___ Extracted entries ___

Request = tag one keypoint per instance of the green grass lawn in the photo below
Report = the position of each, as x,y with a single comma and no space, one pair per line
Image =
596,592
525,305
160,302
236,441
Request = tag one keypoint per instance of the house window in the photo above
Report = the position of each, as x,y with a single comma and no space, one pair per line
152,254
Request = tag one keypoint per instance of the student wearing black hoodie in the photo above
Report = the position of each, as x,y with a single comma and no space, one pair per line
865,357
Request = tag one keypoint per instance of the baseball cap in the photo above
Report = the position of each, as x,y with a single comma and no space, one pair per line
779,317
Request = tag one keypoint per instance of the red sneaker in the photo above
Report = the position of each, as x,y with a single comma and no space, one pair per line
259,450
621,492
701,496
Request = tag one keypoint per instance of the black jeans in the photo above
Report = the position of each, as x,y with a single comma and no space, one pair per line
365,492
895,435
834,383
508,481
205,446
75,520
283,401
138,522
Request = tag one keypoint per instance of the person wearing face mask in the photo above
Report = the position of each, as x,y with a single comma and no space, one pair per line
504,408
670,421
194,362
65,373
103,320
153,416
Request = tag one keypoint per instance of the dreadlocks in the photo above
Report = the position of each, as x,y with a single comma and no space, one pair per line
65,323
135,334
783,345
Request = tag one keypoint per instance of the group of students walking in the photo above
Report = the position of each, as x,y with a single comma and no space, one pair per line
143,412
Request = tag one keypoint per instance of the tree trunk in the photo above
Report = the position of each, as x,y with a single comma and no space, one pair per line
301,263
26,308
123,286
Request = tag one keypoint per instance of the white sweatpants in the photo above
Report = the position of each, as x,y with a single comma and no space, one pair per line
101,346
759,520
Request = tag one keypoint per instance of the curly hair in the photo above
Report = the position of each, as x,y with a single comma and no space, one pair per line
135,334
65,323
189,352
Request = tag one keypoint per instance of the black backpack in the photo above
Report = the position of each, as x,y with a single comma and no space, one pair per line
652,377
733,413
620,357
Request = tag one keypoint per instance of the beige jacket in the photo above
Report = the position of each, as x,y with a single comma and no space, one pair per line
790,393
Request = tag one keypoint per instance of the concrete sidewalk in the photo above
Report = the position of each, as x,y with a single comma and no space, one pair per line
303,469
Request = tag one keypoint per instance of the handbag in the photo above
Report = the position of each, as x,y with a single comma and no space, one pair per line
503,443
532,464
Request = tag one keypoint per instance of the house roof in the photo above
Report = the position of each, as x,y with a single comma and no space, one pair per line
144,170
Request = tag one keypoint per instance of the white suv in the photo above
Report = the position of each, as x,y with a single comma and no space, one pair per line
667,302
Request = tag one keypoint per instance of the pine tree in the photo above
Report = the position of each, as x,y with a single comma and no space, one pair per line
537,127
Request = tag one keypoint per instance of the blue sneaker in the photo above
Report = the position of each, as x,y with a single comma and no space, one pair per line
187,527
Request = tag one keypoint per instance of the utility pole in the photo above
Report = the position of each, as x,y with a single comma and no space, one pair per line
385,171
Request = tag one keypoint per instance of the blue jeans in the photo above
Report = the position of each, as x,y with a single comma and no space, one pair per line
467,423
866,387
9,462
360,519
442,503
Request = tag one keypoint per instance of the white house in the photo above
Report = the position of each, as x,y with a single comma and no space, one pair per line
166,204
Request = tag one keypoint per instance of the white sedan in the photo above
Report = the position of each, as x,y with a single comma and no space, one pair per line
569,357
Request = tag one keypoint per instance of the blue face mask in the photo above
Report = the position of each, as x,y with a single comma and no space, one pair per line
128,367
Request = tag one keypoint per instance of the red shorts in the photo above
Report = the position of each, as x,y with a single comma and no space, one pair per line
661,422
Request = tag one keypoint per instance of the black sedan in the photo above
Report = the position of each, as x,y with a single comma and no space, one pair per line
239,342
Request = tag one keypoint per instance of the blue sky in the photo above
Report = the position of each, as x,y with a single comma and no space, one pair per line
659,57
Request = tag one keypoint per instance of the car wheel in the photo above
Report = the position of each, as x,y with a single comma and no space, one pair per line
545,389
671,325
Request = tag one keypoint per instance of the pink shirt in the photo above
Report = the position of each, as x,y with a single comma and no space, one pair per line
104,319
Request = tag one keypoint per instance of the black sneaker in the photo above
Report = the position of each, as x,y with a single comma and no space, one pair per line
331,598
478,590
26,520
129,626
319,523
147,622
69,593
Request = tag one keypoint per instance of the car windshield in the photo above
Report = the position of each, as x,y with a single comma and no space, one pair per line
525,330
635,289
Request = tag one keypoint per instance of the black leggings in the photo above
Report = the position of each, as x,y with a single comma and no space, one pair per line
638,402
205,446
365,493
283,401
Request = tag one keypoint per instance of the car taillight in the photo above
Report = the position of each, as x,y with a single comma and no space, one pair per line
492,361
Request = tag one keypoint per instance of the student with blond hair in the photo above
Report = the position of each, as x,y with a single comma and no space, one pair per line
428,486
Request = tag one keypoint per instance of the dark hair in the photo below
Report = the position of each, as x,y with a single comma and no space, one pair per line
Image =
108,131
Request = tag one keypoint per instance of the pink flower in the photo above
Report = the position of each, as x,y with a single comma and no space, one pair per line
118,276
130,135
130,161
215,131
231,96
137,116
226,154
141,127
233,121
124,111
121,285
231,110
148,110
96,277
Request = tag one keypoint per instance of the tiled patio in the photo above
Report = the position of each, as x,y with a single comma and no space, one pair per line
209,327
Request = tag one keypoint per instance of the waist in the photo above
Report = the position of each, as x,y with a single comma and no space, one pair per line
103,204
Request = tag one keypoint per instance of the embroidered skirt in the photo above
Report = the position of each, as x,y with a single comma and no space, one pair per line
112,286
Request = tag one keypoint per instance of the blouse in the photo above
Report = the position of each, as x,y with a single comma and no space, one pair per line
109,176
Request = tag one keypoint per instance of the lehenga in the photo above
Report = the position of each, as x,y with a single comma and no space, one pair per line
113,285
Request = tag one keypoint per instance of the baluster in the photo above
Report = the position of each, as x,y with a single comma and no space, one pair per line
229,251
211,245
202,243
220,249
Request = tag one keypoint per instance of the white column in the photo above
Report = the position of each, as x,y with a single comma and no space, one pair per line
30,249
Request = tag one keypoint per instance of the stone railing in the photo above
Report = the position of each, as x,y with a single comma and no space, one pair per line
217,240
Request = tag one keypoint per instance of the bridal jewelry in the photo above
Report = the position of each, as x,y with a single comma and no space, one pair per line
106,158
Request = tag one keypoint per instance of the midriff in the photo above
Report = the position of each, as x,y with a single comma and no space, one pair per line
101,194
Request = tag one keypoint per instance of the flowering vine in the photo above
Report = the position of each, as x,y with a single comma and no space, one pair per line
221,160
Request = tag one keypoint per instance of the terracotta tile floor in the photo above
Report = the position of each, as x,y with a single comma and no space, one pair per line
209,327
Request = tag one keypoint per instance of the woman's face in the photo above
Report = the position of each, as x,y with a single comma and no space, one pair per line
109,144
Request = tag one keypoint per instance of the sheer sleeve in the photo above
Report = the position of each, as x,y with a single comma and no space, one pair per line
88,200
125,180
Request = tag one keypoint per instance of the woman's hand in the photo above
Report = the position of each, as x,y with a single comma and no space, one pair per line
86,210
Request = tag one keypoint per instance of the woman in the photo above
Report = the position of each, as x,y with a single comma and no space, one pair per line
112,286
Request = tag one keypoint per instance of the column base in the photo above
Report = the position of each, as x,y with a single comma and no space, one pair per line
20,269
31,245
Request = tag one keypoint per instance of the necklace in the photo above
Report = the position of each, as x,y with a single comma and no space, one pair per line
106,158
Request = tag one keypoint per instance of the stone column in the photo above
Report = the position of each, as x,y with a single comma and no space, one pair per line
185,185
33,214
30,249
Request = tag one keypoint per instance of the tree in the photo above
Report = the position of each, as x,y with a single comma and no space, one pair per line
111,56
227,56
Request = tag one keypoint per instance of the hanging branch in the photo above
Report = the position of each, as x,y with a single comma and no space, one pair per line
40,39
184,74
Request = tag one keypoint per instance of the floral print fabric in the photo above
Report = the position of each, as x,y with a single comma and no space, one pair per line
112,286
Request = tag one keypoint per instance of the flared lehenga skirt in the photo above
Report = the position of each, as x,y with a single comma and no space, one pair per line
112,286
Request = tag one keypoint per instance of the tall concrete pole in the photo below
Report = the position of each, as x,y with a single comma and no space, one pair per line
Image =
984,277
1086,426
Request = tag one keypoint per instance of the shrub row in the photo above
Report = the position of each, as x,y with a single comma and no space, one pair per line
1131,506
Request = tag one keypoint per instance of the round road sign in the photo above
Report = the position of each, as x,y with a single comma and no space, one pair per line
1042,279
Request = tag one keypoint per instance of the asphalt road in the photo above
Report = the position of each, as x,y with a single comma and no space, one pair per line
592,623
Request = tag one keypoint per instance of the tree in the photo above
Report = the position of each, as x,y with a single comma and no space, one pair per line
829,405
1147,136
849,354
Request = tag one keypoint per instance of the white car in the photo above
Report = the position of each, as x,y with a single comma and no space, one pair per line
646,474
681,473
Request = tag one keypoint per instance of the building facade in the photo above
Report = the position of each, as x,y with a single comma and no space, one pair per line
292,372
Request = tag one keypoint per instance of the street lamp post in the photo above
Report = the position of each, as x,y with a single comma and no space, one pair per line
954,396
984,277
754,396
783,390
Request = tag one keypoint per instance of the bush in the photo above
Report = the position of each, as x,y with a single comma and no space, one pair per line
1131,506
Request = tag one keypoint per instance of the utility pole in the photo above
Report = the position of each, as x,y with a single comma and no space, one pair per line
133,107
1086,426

___

_Work to complete_
Copy the rows again, starting at the line that contains "Request = tag one keypoint per instance of the building" and ending at the end of the rows, with "bush" swapped for "shrub" and nothing else changed.

_Solution below_
Request = tag one keypoint per instance of the building facade in the photo above
Report = the position of each, as x,y with a single comma and no space, one pair per line
292,372
Request = tag one keypoint per instance of the street lamp post in the photo above
Report = the position of each, as x,y with a single comma and no space, one pair per line
954,396
984,277
754,396
783,390
Request = tag one keypoint per instance of the shrub in the photo above
Report = the position of each, as x,y with a single comma and no space, one pair per line
1131,506
Request = tag one keypoint per instance of the utility pole in the photo above
Report = the position of each, as x,y with a single comma and no space, one pair per line
133,107
1086,426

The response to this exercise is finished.